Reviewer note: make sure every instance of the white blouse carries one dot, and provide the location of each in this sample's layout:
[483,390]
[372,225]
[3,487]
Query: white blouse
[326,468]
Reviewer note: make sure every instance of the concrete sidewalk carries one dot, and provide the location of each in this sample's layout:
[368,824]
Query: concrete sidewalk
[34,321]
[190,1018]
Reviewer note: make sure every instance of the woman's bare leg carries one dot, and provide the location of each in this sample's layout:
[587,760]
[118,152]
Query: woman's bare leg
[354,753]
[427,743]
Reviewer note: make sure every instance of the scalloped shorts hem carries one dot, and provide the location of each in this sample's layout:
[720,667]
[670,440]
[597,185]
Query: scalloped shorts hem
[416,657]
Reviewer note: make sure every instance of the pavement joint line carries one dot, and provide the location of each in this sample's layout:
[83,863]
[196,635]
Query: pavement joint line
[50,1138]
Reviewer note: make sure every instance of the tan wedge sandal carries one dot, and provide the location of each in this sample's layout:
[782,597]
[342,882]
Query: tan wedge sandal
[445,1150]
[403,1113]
##############################
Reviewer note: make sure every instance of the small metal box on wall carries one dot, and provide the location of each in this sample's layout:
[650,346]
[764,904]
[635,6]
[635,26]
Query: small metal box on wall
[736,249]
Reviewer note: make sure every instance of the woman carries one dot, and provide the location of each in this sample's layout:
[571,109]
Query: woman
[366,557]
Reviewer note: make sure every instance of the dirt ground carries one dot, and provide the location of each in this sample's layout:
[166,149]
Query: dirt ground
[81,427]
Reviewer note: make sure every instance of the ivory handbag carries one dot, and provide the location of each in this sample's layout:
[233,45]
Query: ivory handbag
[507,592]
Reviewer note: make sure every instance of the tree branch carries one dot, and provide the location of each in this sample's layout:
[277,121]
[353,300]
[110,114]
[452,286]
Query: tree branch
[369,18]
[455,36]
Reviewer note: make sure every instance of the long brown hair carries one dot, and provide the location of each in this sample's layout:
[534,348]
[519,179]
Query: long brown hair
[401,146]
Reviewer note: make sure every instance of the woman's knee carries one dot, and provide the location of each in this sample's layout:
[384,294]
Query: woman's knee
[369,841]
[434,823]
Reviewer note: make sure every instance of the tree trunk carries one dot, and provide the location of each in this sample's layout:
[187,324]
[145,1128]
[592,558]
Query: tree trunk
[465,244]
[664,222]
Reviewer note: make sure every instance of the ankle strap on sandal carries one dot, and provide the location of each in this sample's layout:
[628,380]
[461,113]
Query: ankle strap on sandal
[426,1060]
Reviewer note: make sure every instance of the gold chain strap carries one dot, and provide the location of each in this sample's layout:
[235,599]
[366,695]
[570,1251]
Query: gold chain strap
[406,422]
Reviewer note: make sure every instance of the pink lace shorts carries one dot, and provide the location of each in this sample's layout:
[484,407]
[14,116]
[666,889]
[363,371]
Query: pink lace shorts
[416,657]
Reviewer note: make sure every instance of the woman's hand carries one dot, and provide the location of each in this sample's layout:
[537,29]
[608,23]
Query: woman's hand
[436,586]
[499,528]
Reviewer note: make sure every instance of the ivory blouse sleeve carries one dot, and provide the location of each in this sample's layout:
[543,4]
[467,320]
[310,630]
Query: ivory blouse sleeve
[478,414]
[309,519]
##############################
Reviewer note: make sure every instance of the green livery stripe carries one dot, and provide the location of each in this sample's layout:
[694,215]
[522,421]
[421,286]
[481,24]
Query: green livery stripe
##############################
§ YOUR GOAL:
I need every line of the data that has the word "stripe"; please list them.

§ OUTPUT OF THE TASK:
Reviewer note: make sure every instance of the green livery stripe carries one dot, and provide the location of each in this sample's layout:
Query: green livery stripe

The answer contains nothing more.